◆ Exercise objective ◆
Please print the whole listing again, exactly as shown.

━━━━━ Entries supplied ━━━━━

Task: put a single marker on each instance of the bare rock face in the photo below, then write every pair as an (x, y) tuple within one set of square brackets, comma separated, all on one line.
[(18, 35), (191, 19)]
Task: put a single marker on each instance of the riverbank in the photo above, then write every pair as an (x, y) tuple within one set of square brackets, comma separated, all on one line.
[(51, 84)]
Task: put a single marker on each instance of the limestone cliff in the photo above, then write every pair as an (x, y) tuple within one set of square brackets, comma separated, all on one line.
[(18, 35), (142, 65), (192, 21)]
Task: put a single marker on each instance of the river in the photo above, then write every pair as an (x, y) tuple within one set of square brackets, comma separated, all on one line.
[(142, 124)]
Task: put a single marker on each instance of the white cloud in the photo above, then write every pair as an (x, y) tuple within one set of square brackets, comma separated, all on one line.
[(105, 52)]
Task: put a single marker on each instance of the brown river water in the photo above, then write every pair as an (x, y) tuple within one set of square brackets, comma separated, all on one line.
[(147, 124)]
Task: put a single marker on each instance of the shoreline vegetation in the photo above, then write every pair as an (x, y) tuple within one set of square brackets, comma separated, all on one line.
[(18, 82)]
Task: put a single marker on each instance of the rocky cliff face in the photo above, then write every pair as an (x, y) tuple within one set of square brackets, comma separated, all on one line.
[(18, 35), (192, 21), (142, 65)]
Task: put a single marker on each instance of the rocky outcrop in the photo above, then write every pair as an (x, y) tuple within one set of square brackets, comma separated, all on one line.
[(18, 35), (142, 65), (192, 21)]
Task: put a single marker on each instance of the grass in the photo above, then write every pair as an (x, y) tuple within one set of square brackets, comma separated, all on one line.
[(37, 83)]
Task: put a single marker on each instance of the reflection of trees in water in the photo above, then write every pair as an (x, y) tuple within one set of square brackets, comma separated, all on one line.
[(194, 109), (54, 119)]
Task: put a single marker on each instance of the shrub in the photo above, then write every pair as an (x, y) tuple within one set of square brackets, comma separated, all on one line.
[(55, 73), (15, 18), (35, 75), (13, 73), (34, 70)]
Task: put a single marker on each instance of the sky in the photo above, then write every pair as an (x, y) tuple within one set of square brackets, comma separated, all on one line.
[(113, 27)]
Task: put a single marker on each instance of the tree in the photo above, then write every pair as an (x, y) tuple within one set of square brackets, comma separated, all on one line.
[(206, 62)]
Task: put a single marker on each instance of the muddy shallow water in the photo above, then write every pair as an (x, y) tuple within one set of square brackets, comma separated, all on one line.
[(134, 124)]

━━━━━

◆ Solution to this task ◆
Task: put a single marker on each instance of the bare rock face in the photo below, then write every pair as an (x, y) tuple within one set of square brackets, comma separated, all on one line.
[(18, 35), (191, 19)]
Task: put a single marker on each instance of the riverbank in the photo above, then write every pair as an (x, y) tuple within one set of square brackets, comma separated, all on one line.
[(51, 84)]
Task: put a single marker on each instance of the limestone cliff in the photo above, then write every pair as an (x, y) tuple within one set of square brackets, comma separated, all on one line.
[(18, 35), (142, 65), (192, 21)]
Task: put a single marker on each instance of the river in the photo above, then write every pair as an (x, y) tuple within one set of square brackets, comma separated, all on one line.
[(142, 124)]
Task: put a single marker on each instance of the white cloud in the photo above, then write every pair as an (x, y) tuple within one set of square brackets, comma separated, all on one line.
[(105, 52)]
Task: put a single marker on each instance of the brown river water in the photo above, then write every pair as an (x, y) tuple within one set of square brackets, comma separated, all on one line.
[(147, 124)]
Task: put a single marker on each instance of the shoreline vegetation in the photo above, then write every pair as an (x, y) tuple within one set of square brackets, comma separated, all on one line.
[(18, 82)]
Task: put a single marker on each instance of the rocky cliff face in the photo above, then write every pair as an (x, y) tuple within one set of square brackets, comma separated, all on one line.
[(18, 35), (192, 21), (142, 65)]
Task: put a single marker on each instance of the rocky outcrop in the photo above, then write every pair as an (x, y) tuple within one set of square brackets, comma separated, all on one line.
[(18, 35), (142, 65), (192, 21)]
Task: put a single marker on each instance of the grass in the photo above, then write every pair as an (x, y) tuple within one set of square brackets, comma separated, all on one line.
[(37, 83)]
Task: put a single marker on each instance of the reflection of trees in water in the photo above, then write every pair as an (x, y) tuple within one set of square brackets, comma separated, all on one line.
[(194, 109), (54, 119)]
Task: put a single marker on each instance of the shrub in the photo above, then write every pair as an (x, y) tuple within one set of square brackets, comma separated, all on one line.
[(55, 73), (15, 18), (35, 75), (13, 73), (34, 70)]
Task: put a single marker on each instance of the sky in the photo above, then write every pair as an (x, y) tuple within one set of square brackets, comma separated, all on one line.
[(113, 27)]
Task: put a single marker on each instance of the tree in the photo above, then write every pair as an (x, y) tuple within one set of square brackets, comma separated, all on one line.
[(206, 62)]
Task: put a single marker on each instance of the muddy shallow water in the photo above, then write every pair as an (x, y) tuple within one set of square brackets, comma separated, all on one line.
[(134, 124)]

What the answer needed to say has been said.